Task instructions:
A: Return, word for word, the section of the forum thread starting at "Been called many" and ending at "you are not.".
B: Write the next part of the forum thread, picking up after its final post.

Provided passage:
______________________________

It was a ringing endorsement of the point he was making that the issue isn't about homelessness.  That said, your assessment of the article is lacking.  There is no evidence in the article other than a statement made by the idiot that called the cops that there was an actual rule against falling asleep in the common area in the dorm.



Quick!  Call the cops!  A college student fell asleep without proper authorization!

----------


## H_H

> your predictable response.


 You actually predicted this response?

I dare you to predict my next response!

Been called many things, but predictable isn't even... plausible!

----------


## timosman

> Whatever rule Starbucks has should be enforced consistently regardless of whether or not you have a laptop or have on a suit or whatever.  Don't give the world over the impression that you are a meeting space if you are not.


What a frigging nazi you are. 100% consistency!

----------


## H_H

> I haven't delved into identity politics the way H_H was.  I didn't call anyone racist.




Oh!  I guess I mis-stunder-ud.

______________________________

(Natural language region descriptions)
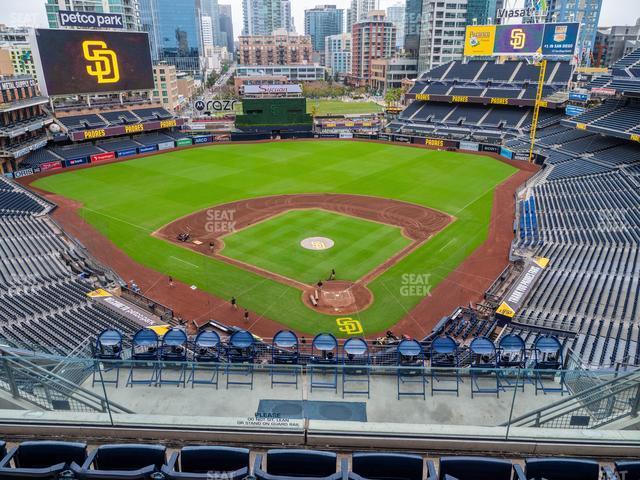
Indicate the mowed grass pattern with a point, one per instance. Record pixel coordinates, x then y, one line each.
274 245
127 201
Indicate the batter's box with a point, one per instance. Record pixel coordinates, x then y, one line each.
337 298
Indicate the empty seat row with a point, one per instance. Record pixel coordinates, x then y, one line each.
55 459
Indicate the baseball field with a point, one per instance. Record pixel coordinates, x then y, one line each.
260 260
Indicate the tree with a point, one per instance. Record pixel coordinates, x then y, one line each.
393 96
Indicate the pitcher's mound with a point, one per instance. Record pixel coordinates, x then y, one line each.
338 297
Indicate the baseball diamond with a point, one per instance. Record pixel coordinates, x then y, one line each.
440 200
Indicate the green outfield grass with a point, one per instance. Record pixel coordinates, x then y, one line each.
337 107
274 245
127 201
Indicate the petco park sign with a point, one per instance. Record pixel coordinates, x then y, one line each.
73 18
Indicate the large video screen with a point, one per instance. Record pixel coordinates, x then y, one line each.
92 61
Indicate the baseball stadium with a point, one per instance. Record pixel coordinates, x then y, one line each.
447 290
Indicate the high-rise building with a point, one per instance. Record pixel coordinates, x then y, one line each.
612 43
287 19
337 50
481 12
412 25
281 48
16 51
359 11
165 86
396 15
263 17
442 33
226 26
372 38
321 22
207 31
210 8
127 8
175 32
585 12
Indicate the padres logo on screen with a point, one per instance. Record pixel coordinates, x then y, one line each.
518 38
104 61
350 326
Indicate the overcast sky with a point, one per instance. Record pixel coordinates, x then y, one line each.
32 12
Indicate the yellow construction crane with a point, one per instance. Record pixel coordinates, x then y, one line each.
542 64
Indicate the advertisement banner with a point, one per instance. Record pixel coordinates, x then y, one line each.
579 97
479 40
604 91
560 39
102 157
75 161
94 61
490 148
573 110
50 166
75 18
127 152
524 39
166 145
470 146
203 139
25 172
506 153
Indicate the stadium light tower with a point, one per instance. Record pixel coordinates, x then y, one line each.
542 64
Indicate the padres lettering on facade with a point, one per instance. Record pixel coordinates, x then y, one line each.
89 134
138 127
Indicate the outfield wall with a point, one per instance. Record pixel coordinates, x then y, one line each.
203 140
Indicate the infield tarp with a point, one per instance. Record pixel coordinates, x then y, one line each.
517 294
125 308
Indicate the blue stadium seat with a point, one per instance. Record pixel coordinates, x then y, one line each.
386 466
205 462
41 459
123 462
559 469
286 464
625 470
472 468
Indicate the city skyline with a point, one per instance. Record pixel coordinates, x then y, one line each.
32 12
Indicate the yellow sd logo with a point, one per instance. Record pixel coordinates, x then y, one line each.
518 38
104 64
350 326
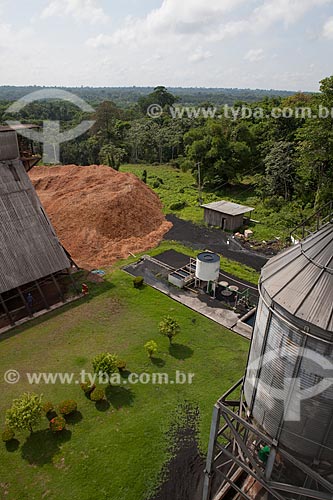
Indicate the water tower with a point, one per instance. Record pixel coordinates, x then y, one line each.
272 433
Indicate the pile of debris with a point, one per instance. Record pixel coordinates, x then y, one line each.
99 214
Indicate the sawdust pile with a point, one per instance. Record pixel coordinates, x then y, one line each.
100 215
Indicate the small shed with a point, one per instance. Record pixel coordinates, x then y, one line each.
225 214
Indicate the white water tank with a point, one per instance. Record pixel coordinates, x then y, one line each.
208 266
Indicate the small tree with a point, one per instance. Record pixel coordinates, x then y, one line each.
169 328
105 364
25 413
151 348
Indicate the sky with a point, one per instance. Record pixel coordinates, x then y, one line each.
267 44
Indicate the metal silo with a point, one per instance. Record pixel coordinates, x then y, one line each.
207 266
289 380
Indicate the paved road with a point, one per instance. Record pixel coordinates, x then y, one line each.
202 238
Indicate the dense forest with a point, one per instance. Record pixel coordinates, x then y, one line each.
125 96
290 157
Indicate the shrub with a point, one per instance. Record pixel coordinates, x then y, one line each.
121 364
169 328
179 205
48 407
57 424
97 395
67 407
7 435
87 388
105 363
138 281
151 348
25 412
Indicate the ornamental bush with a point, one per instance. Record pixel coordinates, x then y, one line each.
169 327
87 388
7 435
25 413
97 395
121 365
105 363
138 281
151 348
57 424
48 407
67 407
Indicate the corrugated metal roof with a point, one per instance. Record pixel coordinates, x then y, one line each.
29 247
300 280
227 207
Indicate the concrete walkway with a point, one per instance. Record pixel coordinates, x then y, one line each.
208 307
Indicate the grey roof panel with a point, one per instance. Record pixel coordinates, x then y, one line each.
227 207
300 280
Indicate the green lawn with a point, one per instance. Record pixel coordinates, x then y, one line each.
180 186
118 453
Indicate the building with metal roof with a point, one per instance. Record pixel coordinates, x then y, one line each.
225 214
32 260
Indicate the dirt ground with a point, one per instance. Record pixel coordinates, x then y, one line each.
100 215
215 240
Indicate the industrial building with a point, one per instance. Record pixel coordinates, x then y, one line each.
272 433
34 267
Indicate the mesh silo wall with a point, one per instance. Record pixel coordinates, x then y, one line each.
283 392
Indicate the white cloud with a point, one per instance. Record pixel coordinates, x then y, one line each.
207 20
200 55
254 55
98 41
80 10
178 19
328 29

______________________________

Answers to each task:
A:
Been called many things, but predictable isn't even... plausible!

----------


## timosman

> Whatever rule Starbucks has should be enforced consistently regardless of whether or not you have a laptop or have on a suit or whatever.  Don't give the world over the impression that you are a meeting space if you are not.

B:
> [Starbucks] then freaking out when the "wrong people" actually take you up on that is simply not good business.


"Wrong People."  Wrong people.  Hmm.  Wonder what you meant by that.

----------


## jmdrake

> What a frigging nazi you are. 100% consistency!


Okay.....not sure if you are serious but okay.  Just to be clear I think Starbucks has a right to make stupid business decisions.  I'm not demanding free coffee or "sensitivity training" or whatever.  I just think it's stupid to give one impression about your business but then operate it in a different way.  You disagree?  If so, why?

----------


## jmdrake

> "Wrong People."  Wrong people.  Hmm.  Wonder what you meant by that.


You tell me.  Why did you feel the need to bring up "skittles" in a thread that didn't mention them?  Triggered perhaps?

----------


## dannno

> I didn't post the article.  You must be thinking about  @pcosmar.
> 
> Edit: Just went back and read the article Pete linked to.  You made assumptions not in the article.  Just because one student claimed there was some rule against sleeping in the common area doesn't mean that's true.  And likely it's not true.  A rule against where a college student can fall asleep?  Do you *seriously* believe that to be true?



Rules are not always made to be uniformly enforced. For example, it may be against the rules to sleep in the common area in a dorm. However if a student falls asleep studying they may not enforce the rule. They may only enforce it if somebody is posting up and purposely sleeping there. 

There is this thing called the letter of the law and the spirit of the law.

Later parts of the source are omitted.